▸ **課題の目的**: 『第二阿房列車』を取り上げた本文抜粋から、「気のせいかもしれないが、『第」から「も乗る側の印象はだいぶ違う。」までの部分を一字も変えずに書き写しなさい。

▸ **本文抜粋**:
● ● ● ● ● ● ●
この引用部分の後半に、私は深く感心した。

 

内田百閒 『第二阿房列車』 新潮文庫

ざっくりと『第一』の二、三年後のようだ。やはり国鉄現役職員の平山氏が同道しているが、職務だったのだろうか。本文の中でチラリと「休暇を取って」と書いてあるが、本当だろうか。こういう仕事なら私もしてみたい。そういう余計なことが気になる質だ。

気のせいかもしれないが、『第一』に比べると、本書の方が紀行文風な第一印象がある。そもそも『阿房列車』は「小説新潮」の連載で、それがある程度まとまったところで三笠書房から単行本として順次刊行され、さらにそれがこの新潮文庫版で現在流通しているのである。だから、連載が進むに従ってスタイルに多少の変化が生じるのは当然で、その変化をある程度の期間で区切っているので『第一』と『第二』の印象が変わることに何の不思議もない。また、読む側も『第一』を読んだ上で、何がしかの先入観を持って『第二』を手にするので、たとえ書き手の側に心境の変化がなくても、違った受け取り方をすることにやはり何の不思議もない。さらに、時間の経過とともに国鉄の列車の方も変化する。蒸気機関車による牽引だったのが電気機関車になるとか、編成が変わるとか、それだけでも乗る側の印象はだいぶ違う。
● ● ● ● ● ● ●
▸ **抽出データ**:
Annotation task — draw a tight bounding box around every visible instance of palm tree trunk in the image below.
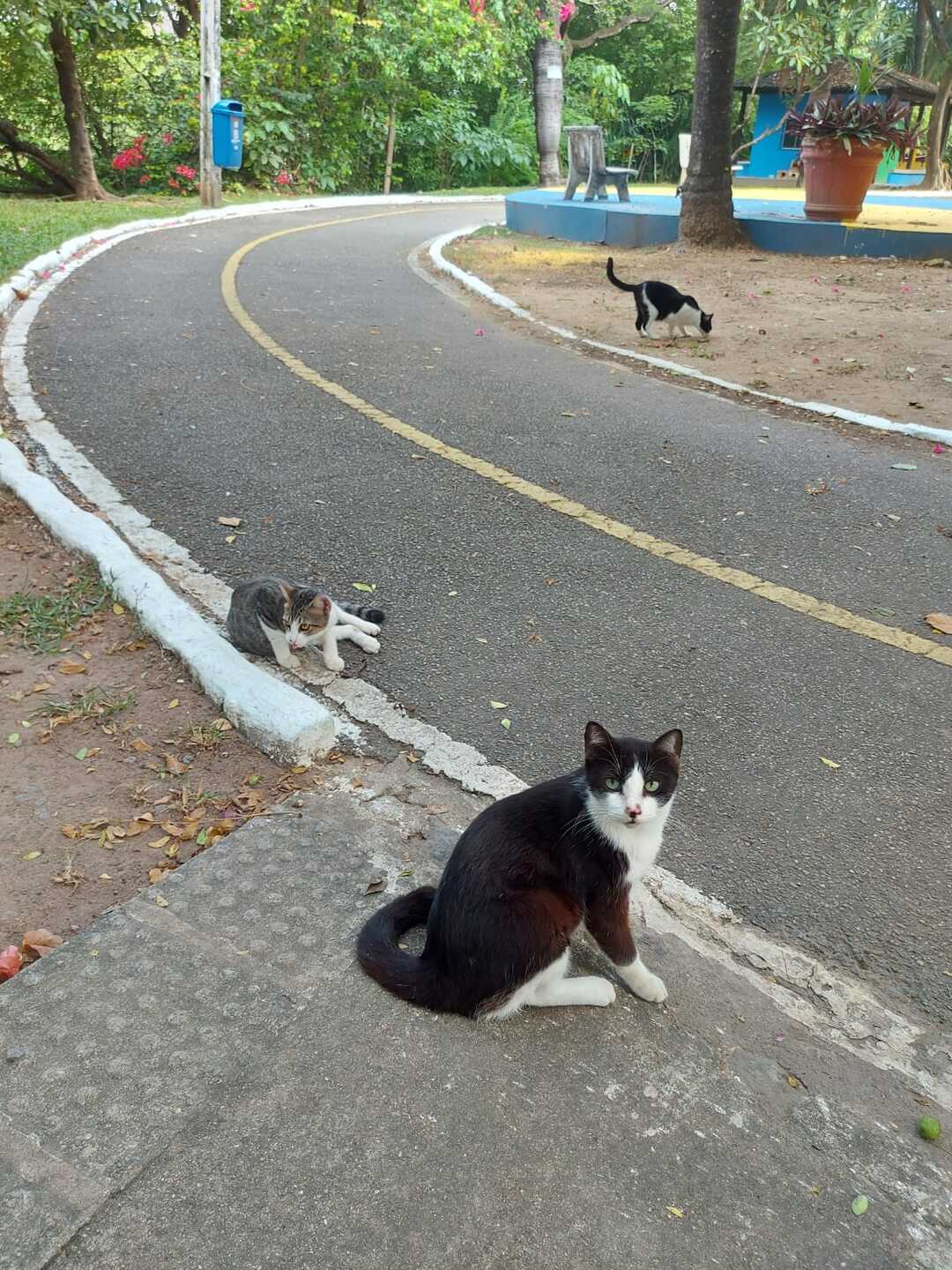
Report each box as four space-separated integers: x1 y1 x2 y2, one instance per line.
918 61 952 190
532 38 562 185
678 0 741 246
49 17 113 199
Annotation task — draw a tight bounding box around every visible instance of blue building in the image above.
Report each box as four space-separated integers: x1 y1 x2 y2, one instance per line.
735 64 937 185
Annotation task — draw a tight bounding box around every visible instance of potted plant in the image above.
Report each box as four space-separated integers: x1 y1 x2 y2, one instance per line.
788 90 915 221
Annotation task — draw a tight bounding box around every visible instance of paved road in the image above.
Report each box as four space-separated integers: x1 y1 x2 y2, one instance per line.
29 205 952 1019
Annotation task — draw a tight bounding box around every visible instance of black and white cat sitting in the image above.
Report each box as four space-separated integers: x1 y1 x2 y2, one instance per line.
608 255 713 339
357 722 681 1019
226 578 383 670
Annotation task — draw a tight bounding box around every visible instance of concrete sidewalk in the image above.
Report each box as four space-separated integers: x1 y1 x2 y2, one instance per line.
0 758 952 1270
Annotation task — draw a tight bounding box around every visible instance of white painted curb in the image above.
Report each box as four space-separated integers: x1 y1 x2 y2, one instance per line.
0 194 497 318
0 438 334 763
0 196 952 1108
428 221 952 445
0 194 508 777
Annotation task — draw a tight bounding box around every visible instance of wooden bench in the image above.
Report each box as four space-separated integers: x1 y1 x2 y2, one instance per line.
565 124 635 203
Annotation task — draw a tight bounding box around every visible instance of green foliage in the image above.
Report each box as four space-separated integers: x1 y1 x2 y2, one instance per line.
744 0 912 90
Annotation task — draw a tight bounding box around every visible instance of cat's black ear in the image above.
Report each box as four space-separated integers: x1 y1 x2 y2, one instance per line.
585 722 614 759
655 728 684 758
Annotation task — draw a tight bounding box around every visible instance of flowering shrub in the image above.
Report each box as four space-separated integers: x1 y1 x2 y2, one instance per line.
● ● ● ● ● ● ●
▸ **課題の解答**:
気のせいかもしれないが、『第一』に比べると、本書の方が紀行文風な第一印象がある。そもそも『阿房列車』は「小説新潮」の連載で、それがある程度まとまったところで三笠書房から単行本として順次刊行され、さらにそれがこの新潮文庫版で現在流通しているのである。だから、連載が進むに従ってスタイルに多少の変化が生じるのは当然で、その変化をある程度の期間で区切っているので『第一』と『第二』の印象が変わることに何の不思議もない。また、読む側も『第一』を読んだ上で、何がしかの先入観を持って『第二』を手にするので、たとえ書き手の側に心境の変化がなくても、違った受け取り方をすることにやはり何の不思議もない。さらに、時間の経過とともに国鉄の列車の方も変化する。蒸気機関車による牽引だったのが電気機関車になるとか、編成が変わるとか、それだけでも乗る側の印象はだいぶ違う。